[Records from a data source]
******************************

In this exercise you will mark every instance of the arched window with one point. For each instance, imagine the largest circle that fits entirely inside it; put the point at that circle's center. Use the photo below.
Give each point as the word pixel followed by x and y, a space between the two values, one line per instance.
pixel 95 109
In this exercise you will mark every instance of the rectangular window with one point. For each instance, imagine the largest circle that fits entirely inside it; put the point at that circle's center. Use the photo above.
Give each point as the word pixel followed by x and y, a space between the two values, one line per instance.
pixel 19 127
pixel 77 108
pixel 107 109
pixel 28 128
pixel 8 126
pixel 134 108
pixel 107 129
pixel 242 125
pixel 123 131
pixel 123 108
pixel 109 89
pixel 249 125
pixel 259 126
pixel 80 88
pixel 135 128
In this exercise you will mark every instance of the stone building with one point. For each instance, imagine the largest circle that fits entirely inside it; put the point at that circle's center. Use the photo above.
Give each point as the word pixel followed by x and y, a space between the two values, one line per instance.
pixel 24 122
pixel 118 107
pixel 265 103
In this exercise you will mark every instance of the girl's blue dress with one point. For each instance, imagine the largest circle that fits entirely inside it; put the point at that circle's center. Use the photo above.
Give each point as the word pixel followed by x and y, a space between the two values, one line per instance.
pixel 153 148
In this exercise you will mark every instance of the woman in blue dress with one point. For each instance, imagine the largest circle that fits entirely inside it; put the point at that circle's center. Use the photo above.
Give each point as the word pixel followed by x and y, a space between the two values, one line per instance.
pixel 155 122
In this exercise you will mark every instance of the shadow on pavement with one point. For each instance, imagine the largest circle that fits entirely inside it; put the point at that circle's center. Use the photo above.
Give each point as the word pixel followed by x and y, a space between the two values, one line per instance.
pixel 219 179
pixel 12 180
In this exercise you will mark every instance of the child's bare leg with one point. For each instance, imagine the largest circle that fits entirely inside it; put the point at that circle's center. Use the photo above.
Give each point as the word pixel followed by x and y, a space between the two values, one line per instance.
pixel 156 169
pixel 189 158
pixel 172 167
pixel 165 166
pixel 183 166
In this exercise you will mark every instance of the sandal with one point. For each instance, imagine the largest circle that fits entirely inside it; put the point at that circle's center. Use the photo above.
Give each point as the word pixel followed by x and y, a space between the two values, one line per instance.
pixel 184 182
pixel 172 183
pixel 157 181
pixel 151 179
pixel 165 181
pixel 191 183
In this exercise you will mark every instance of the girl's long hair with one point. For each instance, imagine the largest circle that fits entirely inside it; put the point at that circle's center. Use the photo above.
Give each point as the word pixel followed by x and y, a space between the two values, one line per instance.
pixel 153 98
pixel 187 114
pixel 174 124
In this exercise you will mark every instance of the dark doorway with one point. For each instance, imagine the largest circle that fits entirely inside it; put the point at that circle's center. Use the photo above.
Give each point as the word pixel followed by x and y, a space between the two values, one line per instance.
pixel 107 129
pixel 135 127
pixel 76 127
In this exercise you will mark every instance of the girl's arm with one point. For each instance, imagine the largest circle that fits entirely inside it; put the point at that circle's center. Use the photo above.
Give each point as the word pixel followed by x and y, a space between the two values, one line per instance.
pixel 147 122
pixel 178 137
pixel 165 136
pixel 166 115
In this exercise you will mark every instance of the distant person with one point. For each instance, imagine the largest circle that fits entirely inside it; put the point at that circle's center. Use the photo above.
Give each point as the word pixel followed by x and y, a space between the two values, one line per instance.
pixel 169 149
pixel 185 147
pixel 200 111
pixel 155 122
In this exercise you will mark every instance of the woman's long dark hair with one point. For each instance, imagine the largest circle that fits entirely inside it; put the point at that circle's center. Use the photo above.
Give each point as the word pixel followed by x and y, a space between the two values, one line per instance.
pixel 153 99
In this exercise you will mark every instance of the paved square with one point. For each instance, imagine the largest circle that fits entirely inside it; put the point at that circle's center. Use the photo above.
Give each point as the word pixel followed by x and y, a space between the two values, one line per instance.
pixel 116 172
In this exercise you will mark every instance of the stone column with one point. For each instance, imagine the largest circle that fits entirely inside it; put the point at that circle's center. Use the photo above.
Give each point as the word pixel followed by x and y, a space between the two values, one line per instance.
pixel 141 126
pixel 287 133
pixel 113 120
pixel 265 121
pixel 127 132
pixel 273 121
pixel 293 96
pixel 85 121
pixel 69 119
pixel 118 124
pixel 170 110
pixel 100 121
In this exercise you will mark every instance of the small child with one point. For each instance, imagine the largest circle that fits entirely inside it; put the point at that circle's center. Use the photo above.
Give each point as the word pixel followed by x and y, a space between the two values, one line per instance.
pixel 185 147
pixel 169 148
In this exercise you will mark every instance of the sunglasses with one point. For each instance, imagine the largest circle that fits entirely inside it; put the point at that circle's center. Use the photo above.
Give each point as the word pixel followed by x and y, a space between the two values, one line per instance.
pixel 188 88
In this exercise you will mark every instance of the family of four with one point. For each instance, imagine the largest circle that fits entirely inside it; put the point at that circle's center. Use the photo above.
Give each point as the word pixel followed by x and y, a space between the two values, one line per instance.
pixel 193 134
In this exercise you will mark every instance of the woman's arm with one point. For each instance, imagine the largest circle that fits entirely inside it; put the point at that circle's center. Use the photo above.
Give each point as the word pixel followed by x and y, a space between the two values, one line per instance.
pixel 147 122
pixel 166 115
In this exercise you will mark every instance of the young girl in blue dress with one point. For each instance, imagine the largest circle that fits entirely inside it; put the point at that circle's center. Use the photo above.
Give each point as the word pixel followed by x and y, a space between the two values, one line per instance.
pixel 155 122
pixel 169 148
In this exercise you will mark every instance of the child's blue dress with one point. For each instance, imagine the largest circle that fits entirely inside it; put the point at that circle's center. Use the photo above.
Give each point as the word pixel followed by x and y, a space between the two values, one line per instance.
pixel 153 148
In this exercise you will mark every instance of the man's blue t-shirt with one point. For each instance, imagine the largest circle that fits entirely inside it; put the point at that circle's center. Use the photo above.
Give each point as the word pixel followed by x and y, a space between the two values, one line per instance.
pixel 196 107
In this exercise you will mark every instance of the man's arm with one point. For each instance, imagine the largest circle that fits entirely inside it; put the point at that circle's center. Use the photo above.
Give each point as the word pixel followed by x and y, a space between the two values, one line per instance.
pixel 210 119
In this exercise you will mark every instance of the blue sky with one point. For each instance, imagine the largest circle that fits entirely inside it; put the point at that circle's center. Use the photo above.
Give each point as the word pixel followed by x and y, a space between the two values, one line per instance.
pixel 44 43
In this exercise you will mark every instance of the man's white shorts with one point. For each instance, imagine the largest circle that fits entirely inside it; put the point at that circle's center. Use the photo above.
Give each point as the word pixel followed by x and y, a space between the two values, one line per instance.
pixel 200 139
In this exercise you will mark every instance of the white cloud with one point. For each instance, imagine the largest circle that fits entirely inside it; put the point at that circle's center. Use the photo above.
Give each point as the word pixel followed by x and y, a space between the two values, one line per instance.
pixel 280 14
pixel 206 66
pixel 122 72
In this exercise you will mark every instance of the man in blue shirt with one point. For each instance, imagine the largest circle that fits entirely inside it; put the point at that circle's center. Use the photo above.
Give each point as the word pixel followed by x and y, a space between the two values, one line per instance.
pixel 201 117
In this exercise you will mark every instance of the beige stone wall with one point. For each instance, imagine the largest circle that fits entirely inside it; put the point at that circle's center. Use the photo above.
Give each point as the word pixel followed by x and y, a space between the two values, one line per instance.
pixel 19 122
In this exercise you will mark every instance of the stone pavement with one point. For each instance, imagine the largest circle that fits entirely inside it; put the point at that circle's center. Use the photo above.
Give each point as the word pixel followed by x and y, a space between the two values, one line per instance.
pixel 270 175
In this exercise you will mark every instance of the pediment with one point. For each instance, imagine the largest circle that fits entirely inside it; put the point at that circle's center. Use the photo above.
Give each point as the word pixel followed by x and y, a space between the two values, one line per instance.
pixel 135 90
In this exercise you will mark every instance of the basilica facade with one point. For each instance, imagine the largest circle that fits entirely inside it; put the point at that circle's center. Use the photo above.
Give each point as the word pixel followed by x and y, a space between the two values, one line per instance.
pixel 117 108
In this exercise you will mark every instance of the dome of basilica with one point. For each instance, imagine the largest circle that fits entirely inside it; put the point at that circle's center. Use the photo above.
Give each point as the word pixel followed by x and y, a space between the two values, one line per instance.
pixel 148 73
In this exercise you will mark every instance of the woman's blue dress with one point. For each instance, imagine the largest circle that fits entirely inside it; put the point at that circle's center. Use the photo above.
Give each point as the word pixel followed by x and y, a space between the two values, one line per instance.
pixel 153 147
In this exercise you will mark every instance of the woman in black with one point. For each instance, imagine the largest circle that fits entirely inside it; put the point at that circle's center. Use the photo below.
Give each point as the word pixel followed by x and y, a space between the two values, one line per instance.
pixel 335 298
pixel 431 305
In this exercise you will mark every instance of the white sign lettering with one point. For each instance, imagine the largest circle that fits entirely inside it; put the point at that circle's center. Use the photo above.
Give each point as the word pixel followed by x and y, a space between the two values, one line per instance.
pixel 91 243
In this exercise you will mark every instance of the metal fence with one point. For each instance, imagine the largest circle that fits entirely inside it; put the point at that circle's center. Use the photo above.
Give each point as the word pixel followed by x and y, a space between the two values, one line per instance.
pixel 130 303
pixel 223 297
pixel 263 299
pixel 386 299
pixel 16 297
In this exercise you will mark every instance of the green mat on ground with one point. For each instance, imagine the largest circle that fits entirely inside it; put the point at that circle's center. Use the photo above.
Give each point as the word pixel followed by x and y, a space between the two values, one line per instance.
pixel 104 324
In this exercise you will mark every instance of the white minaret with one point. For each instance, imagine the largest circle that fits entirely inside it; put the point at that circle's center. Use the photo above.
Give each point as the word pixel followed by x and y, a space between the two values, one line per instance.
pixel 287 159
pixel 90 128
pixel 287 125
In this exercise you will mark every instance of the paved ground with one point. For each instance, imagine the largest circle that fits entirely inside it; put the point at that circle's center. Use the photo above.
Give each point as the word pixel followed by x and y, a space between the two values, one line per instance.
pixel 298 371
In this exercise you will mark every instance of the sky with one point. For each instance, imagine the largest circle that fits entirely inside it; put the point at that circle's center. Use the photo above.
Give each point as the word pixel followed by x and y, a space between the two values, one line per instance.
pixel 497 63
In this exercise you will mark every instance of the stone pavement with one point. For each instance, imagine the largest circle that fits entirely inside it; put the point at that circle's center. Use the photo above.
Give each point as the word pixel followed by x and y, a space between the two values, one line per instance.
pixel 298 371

******************************

• [YOUR TASK] The line above containing "In this exercise you will mark every instance of the dome", the line containing "the white minaret", and every line between them are to be transcribed exactly; no other line is wanted.

• [SOLUTION TO THIS PROBLEM]
In this exercise you will mark every instance of the dome of basilica with one point. For each instance, imagine the largest circle that fits entirely inside it; put the point at that circle's center. Use the photo above.
Give each point as the word pixel followed by x and y, a space between the two values, one line per instance.
pixel 148 73
In this exercise you will mark every instance of the woman's blue dress with one point. For each instance, imagine the largest circle that fits entirely inside it; put the point at that circle's center. Use the photo above.
Give each point as the word pixel followed by x and y, a space between the two values, one line per instance.
pixel 153 147
In this exercise you will mark every instance of the woman in black with one point. For each instance, imagine the largest circle that fits entirely inside it; put the point at that circle's center. Use the photo below.
Give each point as the word pixel followed by x and y, a space between the two values, one line per instance.
pixel 335 298
pixel 431 305
In this exercise you will mark every instance of the white sign lettering with one point. For each instance, imagine the largest circle that fits entirely inside it; put the point at that circle's center. Use the photo above.
Give each point as the word pixel followed by x and y, a space between the two values, one line per instance.
pixel 91 243
In this exercise you will mark every instance of the metal fence with one point. For each instance, imagine the largest circle that fits entirely inside it; put the point at that circle's center. Use the photo above.
Give each point as the word pixel followed by x and y, a space between the two values, one line per instance.
pixel 130 303
pixel 223 297
pixel 263 299
pixel 386 299
pixel 16 297
In this exercise you will mark every instance of the green mat on ground with one point. For each instance, imagine the largest circle that fits entirely inside it; put the point at that circle's center. Use the photo above.
Give each point as the word pixel followed by x and y, a space between the two values, one line per instance.
pixel 104 324
In this exercise you will mark every instance of the white minaret with one point. For each instance, imagine the largest circle that fits entirely inside it; put the point at that circle's center. Use the photo above.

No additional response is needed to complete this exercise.